_RECORDS FOR THIS EXERCISE:_
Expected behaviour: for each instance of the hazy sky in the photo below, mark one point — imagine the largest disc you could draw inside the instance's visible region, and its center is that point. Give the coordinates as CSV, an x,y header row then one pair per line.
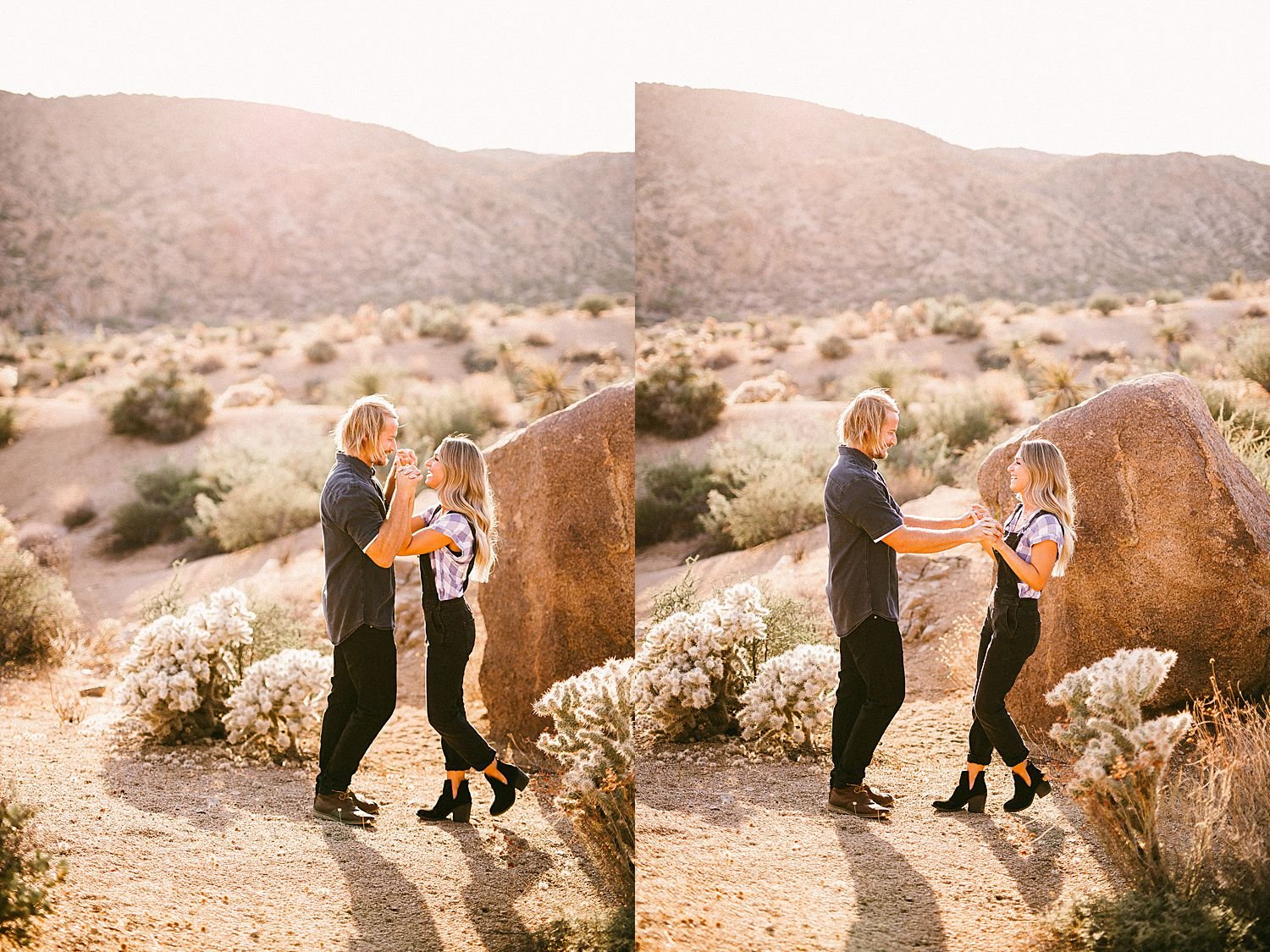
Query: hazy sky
x,y
555,75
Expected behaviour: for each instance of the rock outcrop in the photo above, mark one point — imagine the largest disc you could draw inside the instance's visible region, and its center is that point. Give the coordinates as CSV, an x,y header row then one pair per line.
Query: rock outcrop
x,y
1173,546
561,597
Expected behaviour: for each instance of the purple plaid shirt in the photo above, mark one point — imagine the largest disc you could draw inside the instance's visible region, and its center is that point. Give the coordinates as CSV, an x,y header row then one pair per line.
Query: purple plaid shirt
x,y
450,569
1046,528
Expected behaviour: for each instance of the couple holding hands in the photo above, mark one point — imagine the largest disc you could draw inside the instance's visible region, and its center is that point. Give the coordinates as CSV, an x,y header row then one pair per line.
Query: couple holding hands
x,y
866,531
365,528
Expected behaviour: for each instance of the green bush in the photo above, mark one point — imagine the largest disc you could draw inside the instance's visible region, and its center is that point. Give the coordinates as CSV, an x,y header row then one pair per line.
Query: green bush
x,y
672,502
992,357
612,932
9,429
444,324
1105,304
163,408
677,399
27,875
957,320
1146,922
162,510
38,617
259,492
281,626
433,411
962,413
792,622
596,305
917,465
320,352
771,487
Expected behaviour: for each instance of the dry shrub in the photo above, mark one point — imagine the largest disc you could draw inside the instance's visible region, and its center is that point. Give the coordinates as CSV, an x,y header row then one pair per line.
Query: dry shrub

_AIM OF THE EXERCISE:_ Reproduce all of the records above with "largest disc" swapped for "largest circle" and every other word kept the same. Omit the pictures.

_PROBLEM SOLUTION:_
Expected behaviour: for each instance of the hazy sky in the photo below, mark one point — imagine the largest circle you could draw inside the instance's visible region, and its center is that point. Give the coordinates as CSV, an x,y header row then one pair per line.
Query: hazy sky
x,y
555,75
Expected behaviour: for each instance of the rock outcrop in the photo above, mark one point — imagine the largest circle you could draw inside the instance's visible region, and its center is that point. Give the coordinates as CSV, an x,y header row then one pair per line.
Query: rock outcrop
x,y
1173,546
561,597
Expected behaviour: for each instance of the purple plaid shirt in the photo above, mark one point — imagine the largest circle you could draw inside the instance's visible region, and its center is that point. Give the coordinates as CSV, an x,y header row then one pair per line.
Query: purple plaid shirt
x,y
450,569
1046,528
Expected behaviour: for each instance of the couple holding hands in the photo above, mark one point — imagine the largest circle you could draw inside the instance's visible region, and its center is that point. Give the coordinates as CSV, an x,y header row then one pair per line.
Query: couple holding hands
x,y
866,531
365,528
Expected behaviour: for each instance of the green bush in the photo above, mark one point — imagine the largest circle you could draw inside the instance's visible region, and its center is that point. Give the coordinates as CSV, an x,y header row then one pair per line.
Query: green bush
x,y
672,502
992,357
612,932
9,429
444,324
1105,304
163,408
677,399
27,875
957,320
1146,922
162,510
38,617
259,492
281,626
433,411
962,413
792,622
596,305
917,465
320,352
771,487
Expected behaviour: for each instance of the dry shrub in the photo above, mark one point — imagine the largest circle you could draw inside the instance's visible region, and its center is that point. Give the coordinates as CSV, an x,y header row then one pair per line.
Query: dry shrub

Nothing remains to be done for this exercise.